[Opening Source extract section]
Static nmap builds for infosec via Docker

Posted on 08.06.2016

I am considering doing an Infosec training course where I will need a static copy of many useful utilities, such as (the exercise here) nmap. However, having tried to do this on my plain host, I found that nmap's make static was frustrating at best. So this post documents the process I underwent to do this inside of a docker container.

Firstly, let's get docker out of the way. Docker is a container system that Rory M absolutely loves and has been encouraging me to use for a long time. David F similarly recommended this approach. OK, so, time to stop mocking docker and actually learn how to use it. Here is a quick redux:

  1. Images are, well, file system images present inside the container and contain all of the userspace goodness we need.
  2. Tags are just names for containers/images, a little bit like git tags identify specific sha1 commits in git.
[Closing Source extract section]
[Opening Dataset extract section]
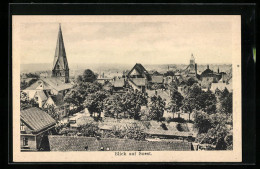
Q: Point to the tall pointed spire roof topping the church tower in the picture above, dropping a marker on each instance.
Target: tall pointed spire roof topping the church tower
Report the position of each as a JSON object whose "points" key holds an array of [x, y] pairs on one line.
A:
{"points": [[60, 59]]}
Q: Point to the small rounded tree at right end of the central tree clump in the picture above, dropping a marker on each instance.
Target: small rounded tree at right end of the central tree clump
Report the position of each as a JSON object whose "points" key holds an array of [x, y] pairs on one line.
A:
{"points": [[156, 108]]}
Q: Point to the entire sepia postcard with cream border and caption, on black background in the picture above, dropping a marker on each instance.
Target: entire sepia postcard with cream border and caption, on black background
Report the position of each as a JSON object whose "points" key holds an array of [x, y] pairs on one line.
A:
{"points": [[127, 88]]}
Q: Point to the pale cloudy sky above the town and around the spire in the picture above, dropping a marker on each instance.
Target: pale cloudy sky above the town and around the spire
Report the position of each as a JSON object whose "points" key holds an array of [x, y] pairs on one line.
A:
{"points": [[129, 40]]}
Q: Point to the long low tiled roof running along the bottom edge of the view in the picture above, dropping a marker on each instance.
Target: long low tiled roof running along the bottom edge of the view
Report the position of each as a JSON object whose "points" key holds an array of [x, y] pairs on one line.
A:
{"points": [[69, 143]]}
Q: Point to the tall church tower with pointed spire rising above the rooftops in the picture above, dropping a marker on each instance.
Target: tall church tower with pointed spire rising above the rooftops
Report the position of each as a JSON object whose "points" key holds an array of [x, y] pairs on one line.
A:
{"points": [[60, 67]]}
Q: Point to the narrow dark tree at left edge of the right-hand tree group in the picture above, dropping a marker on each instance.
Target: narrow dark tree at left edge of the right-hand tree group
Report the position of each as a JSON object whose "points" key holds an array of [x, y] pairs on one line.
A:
{"points": [[176, 102]]}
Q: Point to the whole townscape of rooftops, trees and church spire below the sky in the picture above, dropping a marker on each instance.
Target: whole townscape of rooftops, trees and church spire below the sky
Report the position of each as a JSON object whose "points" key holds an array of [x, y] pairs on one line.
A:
{"points": [[130, 107]]}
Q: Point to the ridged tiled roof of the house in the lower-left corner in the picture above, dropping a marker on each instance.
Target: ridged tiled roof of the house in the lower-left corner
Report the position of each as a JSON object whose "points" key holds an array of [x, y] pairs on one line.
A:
{"points": [[37, 119]]}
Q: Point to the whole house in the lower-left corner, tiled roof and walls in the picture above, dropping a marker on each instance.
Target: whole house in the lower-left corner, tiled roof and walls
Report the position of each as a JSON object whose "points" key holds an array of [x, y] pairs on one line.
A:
{"points": [[35, 125]]}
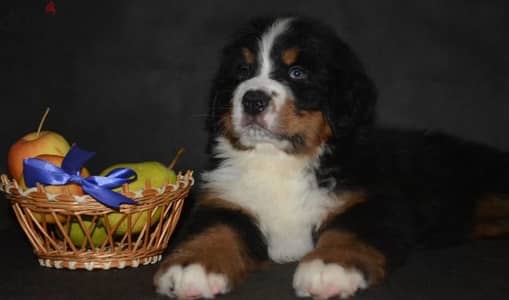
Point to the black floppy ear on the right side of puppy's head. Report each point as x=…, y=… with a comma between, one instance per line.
x=351, y=104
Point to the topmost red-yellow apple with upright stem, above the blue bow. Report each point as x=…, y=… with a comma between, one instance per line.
x=33, y=144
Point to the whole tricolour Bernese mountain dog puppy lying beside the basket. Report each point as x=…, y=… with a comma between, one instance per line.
x=301, y=173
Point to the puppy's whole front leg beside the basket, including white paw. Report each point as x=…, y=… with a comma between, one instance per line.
x=222, y=245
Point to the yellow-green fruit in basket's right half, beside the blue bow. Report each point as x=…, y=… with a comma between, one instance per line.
x=159, y=175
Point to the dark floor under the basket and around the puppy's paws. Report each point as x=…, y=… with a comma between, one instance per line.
x=476, y=271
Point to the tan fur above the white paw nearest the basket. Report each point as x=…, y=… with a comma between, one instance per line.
x=218, y=250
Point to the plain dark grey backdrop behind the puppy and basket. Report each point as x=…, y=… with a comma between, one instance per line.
x=129, y=80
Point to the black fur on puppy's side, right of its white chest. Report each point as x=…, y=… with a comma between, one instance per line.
x=422, y=188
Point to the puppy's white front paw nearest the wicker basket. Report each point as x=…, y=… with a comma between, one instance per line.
x=190, y=282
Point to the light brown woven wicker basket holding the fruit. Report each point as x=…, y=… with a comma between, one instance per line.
x=77, y=232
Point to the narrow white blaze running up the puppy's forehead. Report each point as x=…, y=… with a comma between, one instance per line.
x=267, y=43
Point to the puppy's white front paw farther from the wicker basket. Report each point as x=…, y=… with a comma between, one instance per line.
x=322, y=281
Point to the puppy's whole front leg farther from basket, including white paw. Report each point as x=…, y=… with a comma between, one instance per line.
x=353, y=251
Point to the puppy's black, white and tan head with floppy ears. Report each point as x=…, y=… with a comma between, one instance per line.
x=289, y=82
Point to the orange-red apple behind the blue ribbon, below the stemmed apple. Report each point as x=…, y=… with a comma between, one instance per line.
x=69, y=189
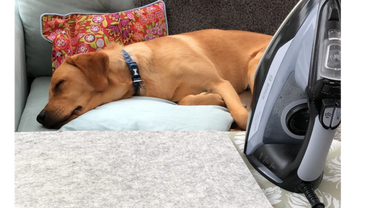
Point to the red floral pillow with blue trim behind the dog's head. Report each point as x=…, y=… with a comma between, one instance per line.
x=75, y=33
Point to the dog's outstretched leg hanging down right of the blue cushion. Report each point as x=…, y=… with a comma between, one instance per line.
x=233, y=103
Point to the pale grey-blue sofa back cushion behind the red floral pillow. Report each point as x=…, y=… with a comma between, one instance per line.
x=37, y=49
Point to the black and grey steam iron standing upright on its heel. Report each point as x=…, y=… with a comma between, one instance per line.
x=298, y=98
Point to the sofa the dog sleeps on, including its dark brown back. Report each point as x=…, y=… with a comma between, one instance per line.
x=31, y=62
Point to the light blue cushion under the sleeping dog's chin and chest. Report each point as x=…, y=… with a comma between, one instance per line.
x=148, y=113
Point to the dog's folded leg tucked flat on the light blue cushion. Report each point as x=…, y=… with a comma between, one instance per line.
x=203, y=98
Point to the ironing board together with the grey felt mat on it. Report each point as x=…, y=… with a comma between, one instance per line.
x=35, y=170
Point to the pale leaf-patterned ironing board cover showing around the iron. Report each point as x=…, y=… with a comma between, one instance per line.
x=330, y=190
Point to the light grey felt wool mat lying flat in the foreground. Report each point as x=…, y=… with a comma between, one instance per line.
x=130, y=169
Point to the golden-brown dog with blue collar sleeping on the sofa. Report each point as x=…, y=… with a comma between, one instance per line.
x=196, y=68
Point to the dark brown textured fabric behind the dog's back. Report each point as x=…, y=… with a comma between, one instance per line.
x=252, y=15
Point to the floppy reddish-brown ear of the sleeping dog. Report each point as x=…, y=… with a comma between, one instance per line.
x=95, y=67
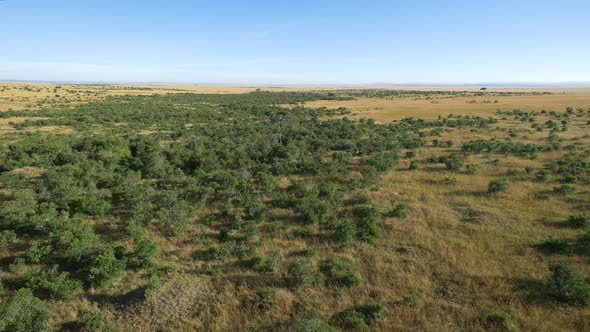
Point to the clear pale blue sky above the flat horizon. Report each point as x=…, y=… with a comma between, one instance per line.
x=295, y=42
[Closing Dataset extract section]
* **Work task 1**
In the nmap post, who besides Rory M recommended the Docker approach?
* **Work task 2**
Please reproduce the part of the nmap post that opens with the words containing "Posted on 08.06.2016" and closes with "a docker container.".

* **Answer area 1**
David F

* **Answer area 2**
Posted on 08.06.2016

I am considering doing an Infosec training course where I will need a static copy of many useful utilities, such as (the exercise here) nmap. However, having tried to do this on my plain host, I found that nmap's make static was frustrating at best. So this post documents the process I underwent to do this inside of a docker container.